_Problem to solve_. What do the lines from the one containing "One point for each instance of the window, each" through the end of the entries say? Quote them exactly, and only them.

_Entries_.
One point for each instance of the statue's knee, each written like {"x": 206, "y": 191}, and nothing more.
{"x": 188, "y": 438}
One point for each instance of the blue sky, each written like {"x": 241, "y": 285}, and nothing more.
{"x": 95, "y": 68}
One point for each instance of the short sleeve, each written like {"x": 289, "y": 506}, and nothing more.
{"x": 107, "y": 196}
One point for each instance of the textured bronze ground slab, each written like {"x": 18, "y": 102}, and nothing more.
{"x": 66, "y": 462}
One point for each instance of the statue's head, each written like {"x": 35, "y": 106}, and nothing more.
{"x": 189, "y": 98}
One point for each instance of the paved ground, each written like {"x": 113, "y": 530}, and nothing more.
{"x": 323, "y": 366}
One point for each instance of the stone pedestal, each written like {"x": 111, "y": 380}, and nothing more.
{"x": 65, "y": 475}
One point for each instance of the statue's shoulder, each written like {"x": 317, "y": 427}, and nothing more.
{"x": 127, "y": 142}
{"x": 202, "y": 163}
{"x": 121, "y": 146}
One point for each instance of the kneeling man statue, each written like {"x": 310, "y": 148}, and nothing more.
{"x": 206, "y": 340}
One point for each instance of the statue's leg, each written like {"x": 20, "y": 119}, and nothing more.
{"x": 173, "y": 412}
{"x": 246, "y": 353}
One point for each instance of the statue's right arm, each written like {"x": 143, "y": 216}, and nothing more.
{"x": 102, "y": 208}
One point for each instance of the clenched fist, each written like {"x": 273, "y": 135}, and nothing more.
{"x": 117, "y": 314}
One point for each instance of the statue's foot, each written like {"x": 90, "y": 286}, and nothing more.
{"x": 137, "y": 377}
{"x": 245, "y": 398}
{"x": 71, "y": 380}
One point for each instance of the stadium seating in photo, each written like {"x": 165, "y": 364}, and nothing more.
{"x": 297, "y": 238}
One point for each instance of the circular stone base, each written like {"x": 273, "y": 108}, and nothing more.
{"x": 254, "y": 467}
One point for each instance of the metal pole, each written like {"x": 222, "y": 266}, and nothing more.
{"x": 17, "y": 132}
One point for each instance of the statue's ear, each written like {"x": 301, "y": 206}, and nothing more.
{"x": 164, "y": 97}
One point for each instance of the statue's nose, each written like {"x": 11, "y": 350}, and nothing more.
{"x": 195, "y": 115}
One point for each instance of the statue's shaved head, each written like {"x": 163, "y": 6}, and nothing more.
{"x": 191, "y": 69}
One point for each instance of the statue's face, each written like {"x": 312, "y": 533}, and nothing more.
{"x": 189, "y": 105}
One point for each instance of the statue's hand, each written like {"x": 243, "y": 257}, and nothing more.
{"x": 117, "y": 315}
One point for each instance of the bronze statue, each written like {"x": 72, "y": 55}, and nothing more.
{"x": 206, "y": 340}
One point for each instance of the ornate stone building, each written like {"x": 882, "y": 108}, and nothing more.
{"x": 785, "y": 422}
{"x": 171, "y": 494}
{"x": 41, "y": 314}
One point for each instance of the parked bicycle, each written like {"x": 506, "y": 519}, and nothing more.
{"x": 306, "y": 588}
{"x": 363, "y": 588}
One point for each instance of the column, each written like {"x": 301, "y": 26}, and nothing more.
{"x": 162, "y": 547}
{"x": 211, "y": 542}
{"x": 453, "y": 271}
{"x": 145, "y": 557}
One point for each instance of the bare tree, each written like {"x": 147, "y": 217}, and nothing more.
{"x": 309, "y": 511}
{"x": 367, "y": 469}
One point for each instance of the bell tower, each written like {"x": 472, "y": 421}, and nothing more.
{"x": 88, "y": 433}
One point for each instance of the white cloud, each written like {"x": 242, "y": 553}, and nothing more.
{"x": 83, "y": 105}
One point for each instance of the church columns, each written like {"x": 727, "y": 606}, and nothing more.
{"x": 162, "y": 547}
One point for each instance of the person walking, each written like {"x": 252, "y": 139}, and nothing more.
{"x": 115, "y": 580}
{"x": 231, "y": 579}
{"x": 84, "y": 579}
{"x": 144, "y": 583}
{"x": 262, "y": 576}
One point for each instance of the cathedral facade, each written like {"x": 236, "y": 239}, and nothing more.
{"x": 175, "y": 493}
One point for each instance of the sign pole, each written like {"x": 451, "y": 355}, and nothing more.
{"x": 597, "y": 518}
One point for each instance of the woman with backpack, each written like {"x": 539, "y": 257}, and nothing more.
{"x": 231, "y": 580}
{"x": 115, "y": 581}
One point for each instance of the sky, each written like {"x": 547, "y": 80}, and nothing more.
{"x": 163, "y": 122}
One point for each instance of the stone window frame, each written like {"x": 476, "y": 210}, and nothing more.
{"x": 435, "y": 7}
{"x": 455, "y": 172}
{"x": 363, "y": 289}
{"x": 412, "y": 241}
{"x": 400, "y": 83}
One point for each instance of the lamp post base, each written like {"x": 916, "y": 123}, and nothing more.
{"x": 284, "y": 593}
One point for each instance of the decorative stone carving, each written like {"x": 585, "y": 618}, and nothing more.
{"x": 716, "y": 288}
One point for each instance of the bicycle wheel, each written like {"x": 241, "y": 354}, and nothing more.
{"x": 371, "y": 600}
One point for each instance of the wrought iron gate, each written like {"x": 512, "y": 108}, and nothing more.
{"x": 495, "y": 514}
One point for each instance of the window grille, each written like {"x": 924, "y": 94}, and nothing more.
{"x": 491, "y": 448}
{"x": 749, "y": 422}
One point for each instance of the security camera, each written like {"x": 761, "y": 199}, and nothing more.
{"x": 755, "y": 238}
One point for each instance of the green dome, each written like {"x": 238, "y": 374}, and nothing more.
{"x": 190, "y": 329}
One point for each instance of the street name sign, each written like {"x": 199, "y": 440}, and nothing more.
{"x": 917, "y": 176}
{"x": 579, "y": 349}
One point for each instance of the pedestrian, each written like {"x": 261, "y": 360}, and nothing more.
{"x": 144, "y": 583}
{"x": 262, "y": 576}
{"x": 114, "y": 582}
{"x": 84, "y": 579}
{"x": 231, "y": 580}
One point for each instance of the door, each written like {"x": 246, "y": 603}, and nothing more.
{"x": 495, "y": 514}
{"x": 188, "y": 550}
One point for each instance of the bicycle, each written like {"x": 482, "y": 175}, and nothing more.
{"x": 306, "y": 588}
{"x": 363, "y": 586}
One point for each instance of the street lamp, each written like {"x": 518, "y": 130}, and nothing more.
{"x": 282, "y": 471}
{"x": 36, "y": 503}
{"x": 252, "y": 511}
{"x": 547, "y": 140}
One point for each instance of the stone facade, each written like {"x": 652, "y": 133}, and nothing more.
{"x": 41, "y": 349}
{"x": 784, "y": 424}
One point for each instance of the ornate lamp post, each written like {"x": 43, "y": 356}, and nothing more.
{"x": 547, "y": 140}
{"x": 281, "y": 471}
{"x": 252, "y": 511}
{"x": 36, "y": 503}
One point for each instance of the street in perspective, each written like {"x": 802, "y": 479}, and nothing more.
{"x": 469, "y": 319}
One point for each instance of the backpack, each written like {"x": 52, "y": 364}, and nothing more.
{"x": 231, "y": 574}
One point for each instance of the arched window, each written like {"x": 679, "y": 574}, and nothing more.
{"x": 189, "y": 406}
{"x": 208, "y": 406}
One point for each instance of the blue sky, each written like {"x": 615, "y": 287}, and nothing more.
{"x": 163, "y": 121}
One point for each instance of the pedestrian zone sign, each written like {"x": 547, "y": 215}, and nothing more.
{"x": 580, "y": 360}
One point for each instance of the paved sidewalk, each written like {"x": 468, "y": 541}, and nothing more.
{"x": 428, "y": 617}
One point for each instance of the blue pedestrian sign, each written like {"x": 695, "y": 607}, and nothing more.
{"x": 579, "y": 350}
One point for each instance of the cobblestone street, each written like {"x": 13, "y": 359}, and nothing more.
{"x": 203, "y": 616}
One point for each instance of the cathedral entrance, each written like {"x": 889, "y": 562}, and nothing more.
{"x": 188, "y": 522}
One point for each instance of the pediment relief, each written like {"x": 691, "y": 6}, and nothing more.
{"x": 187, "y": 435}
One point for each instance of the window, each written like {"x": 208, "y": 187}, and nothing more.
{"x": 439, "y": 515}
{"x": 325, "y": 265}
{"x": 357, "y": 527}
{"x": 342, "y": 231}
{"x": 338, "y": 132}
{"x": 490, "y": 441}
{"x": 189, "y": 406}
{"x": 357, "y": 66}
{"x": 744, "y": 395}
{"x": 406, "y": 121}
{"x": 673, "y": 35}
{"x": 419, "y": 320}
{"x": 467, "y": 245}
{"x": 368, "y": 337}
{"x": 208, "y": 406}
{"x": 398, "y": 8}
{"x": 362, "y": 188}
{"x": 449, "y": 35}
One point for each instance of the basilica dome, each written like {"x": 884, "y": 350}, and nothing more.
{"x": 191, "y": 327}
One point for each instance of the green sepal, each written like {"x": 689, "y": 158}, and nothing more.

_Response to the task_.
One point for each instance of the window, each written like {"x": 208, "y": 187}, and nothing more.
{"x": 439, "y": 515}
{"x": 325, "y": 265}
{"x": 357, "y": 527}
{"x": 342, "y": 231}
{"x": 338, "y": 132}
{"x": 490, "y": 441}
{"x": 189, "y": 406}
{"x": 357, "y": 66}
{"x": 744, "y": 395}
{"x": 406, "y": 121}
{"x": 673, "y": 35}
{"x": 419, "y": 320}
{"x": 467, "y": 245}
{"x": 368, "y": 337}
{"x": 208, "y": 406}
{"x": 398, "y": 8}
{"x": 362, "y": 188}
{"x": 449, "y": 35}
One point for each instance of the basilica dome, each written like {"x": 884, "y": 350}, and nothing more.
{"x": 191, "y": 327}
One point for each instance of the green sepal, each written like {"x": 689, "y": 158}, and nothing more.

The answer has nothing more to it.